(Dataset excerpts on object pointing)
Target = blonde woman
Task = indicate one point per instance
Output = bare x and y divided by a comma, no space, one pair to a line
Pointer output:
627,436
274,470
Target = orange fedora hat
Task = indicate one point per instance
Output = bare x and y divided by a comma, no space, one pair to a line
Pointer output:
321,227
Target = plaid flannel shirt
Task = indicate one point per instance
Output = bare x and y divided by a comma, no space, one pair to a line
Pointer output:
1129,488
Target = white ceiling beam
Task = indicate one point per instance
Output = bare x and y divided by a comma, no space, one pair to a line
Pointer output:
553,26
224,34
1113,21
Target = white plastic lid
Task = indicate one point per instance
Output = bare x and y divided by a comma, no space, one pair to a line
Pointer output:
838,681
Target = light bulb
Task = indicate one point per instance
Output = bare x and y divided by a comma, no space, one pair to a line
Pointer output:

■ **Problem to solve**: Rename "Pointer output" to "Point list" throughout the records above, leaving every other part unchanged.

■ **Task response**:
Target = blonde woman
Task = indicate one point per instance
Output = bare x and y divided by a comma, no space, one pair to a line
Point list:
627,436
274,470
Target = orange fedora hat
Task = indicate one point per instance
Output = bare x and y divided by a comma, no space, one pair to a line
Point list:
321,227
Target = plaid flannel shirt
Task = indicate one point per instance
Output = bare x and y divided by a comma, no space, one pair to a line
Point list:
1129,488
Target = white ceiling beam
Task = indicate one point per instance
Output = bare x and y divided by a comma, no space, one pair to a line
Point list:
553,26
224,34
1113,21
Target = white plastic lid
Task = indicate one point per instance
Output = bare x and y divided by a comma, no space, one pair to a line
Point list:
838,681
Target = light bulb
Task = indicate one point per instance
Output = bare x and y divided by a comma, no space, one pair to a line
Point list:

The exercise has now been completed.